Edit the rows from the line with "Every instance of the air" to the line with "[[426, 5], [149, 93]]" by replacing "air vent" with "ceiling vent", and give only those lines back with nothing else changed. Leave the pictures out of your answer.

--- Start RECORDS PROVIDED ---

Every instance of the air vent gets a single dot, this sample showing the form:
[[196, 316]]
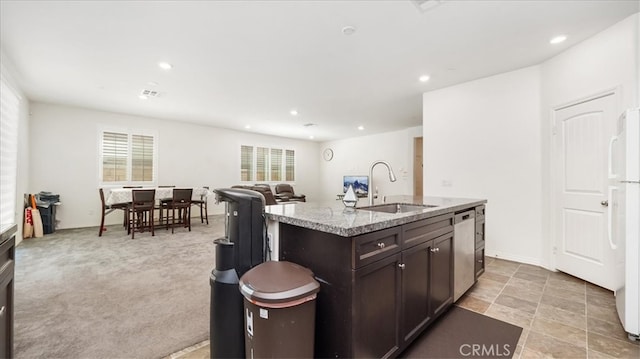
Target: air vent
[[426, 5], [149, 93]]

--- End RECORDS PROVIDED ---
--- Start RECORDS PROVIDED ---

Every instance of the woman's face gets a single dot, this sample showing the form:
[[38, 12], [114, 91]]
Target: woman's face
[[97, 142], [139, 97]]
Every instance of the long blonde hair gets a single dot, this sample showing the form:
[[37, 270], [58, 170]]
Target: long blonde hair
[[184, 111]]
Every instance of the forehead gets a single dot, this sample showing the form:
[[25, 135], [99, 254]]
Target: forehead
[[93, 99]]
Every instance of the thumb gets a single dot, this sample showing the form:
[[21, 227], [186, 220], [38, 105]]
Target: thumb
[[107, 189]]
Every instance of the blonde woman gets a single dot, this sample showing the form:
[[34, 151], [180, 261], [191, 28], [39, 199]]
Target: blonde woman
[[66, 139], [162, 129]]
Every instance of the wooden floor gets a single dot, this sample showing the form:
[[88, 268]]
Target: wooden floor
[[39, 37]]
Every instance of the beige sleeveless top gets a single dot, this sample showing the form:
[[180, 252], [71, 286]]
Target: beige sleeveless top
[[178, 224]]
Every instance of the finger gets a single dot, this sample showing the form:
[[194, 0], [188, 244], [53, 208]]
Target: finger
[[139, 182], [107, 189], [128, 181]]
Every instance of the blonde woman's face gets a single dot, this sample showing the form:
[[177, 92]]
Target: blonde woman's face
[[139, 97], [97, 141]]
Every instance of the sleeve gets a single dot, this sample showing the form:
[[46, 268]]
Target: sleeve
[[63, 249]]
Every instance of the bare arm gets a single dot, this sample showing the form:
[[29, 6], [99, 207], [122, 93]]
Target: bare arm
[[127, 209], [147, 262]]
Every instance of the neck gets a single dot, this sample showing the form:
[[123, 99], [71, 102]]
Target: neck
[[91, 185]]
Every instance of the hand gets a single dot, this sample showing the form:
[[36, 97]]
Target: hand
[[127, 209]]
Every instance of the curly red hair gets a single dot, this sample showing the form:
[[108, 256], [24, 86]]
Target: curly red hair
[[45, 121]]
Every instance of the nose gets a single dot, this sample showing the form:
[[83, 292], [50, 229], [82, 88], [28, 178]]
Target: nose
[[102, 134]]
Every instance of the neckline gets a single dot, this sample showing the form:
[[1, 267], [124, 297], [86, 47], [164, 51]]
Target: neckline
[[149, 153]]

--- End RECORDS PROVIDED ---
--- Start RECORDS PROVIDED ---

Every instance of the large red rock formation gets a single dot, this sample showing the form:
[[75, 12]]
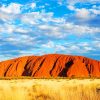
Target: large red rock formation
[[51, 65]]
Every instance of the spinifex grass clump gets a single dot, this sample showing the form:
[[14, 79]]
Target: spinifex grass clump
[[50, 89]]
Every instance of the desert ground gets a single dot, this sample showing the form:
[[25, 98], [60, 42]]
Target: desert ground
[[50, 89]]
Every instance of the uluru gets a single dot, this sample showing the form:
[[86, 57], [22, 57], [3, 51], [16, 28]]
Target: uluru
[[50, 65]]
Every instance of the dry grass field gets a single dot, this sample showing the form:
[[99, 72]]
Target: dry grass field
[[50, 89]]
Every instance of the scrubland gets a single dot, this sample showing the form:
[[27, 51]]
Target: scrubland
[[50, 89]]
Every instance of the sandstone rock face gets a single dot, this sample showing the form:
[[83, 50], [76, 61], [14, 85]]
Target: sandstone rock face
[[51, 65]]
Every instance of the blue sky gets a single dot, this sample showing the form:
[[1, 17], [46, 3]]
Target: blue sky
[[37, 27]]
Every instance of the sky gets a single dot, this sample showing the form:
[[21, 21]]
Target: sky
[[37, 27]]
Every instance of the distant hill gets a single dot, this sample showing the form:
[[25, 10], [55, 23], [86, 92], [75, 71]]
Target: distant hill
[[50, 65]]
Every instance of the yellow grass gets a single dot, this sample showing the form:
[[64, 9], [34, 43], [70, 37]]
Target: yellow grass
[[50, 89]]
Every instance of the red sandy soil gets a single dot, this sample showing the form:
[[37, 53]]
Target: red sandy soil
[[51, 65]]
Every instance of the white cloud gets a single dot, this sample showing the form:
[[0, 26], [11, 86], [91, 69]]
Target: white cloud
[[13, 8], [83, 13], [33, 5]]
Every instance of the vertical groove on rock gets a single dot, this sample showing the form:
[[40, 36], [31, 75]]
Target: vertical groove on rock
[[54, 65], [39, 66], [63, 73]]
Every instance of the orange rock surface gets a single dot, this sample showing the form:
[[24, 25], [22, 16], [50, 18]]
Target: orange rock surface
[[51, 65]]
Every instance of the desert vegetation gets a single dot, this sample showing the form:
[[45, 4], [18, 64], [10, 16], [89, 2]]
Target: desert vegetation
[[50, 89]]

--- End RECORDS PROVIDED ---

SOLVED EXERCISE:
Every instance of the ceiling vent gets a single dot, this sample showing the form:
[[196, 316]]
Target: ceiling vent
[[426, 5], [149, 93]]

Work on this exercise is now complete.